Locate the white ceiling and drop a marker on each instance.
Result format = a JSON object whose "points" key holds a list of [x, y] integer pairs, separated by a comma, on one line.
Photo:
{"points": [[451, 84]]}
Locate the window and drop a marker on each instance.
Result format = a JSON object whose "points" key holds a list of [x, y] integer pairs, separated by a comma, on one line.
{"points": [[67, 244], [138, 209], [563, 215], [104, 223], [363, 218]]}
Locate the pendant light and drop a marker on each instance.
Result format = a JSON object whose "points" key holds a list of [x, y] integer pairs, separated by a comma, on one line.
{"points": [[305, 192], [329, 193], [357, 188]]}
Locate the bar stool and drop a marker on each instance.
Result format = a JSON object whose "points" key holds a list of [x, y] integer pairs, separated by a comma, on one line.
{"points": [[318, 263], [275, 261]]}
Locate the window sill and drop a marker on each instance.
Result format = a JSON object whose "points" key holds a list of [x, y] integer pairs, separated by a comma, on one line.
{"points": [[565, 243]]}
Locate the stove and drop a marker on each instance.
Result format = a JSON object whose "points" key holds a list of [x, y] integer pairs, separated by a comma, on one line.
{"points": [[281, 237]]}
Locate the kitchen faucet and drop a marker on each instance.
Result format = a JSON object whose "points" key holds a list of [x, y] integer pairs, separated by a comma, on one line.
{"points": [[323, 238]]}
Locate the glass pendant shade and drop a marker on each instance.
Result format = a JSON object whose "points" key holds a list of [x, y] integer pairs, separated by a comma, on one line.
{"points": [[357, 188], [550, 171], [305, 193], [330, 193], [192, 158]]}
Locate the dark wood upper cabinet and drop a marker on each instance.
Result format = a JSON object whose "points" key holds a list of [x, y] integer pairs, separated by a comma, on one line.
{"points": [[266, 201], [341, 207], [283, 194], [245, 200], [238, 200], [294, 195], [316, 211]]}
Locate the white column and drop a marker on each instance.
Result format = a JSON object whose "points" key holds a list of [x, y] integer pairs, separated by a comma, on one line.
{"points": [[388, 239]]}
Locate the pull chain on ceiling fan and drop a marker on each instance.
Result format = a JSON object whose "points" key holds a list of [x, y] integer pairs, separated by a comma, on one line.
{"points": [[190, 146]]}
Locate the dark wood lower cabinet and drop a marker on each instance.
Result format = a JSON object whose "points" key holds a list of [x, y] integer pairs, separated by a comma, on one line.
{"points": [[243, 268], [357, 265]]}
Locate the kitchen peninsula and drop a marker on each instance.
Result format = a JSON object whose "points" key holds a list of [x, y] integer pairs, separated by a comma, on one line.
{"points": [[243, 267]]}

**Challenge:**
Please render every line from the one containing "Locate the dark wood upper" through the final line of the rows as a numbered list, with both ends included and any blank lines omitted.

**The result:**
1. Locate the dark wood upper cabinet and drop a marker on each instance.
2. Result format = a JSON object whose "points" key holds a list of [x, y] integer pairs, separated by a comma, on one line.
3. {"points": [[266, 201], [341, 207], [283, 194], [245, 200], [238, 200], [294, 195], [316, 211]]}
4. Locate the white column and drop a marker on each instance.
5. Result format = a JSON object whose "points" key holds a list of [x, y] integer pairs, separated by a comma, on one line.
6. {"points": [[388, 239]]}
7. Locate the pull chain on ceiling fan and drop a marker on each instance.
8. Result format = a JSON object whose "points" key holds a list of [x, y] integer pairs, separated by a comma, on one line.
9. {"points": [[190, 146]]}
10. Locate the dark wood lower cabinet and drop a marker on each instance.
11. Result format = a JSON object whose "points" key holds a list of [x, y] integer pairs, separated by a comma, on one line.
12. {"points": [[243, 268], [357, 265]]}
13. Locate the kitchen peninsula and drop a marker on each instance.
14. Result format = a JSON object whose "points" key holds a list of [x, y] integer pairs, separated by a comma, on one line.
15. {"points": [[243, 267]]}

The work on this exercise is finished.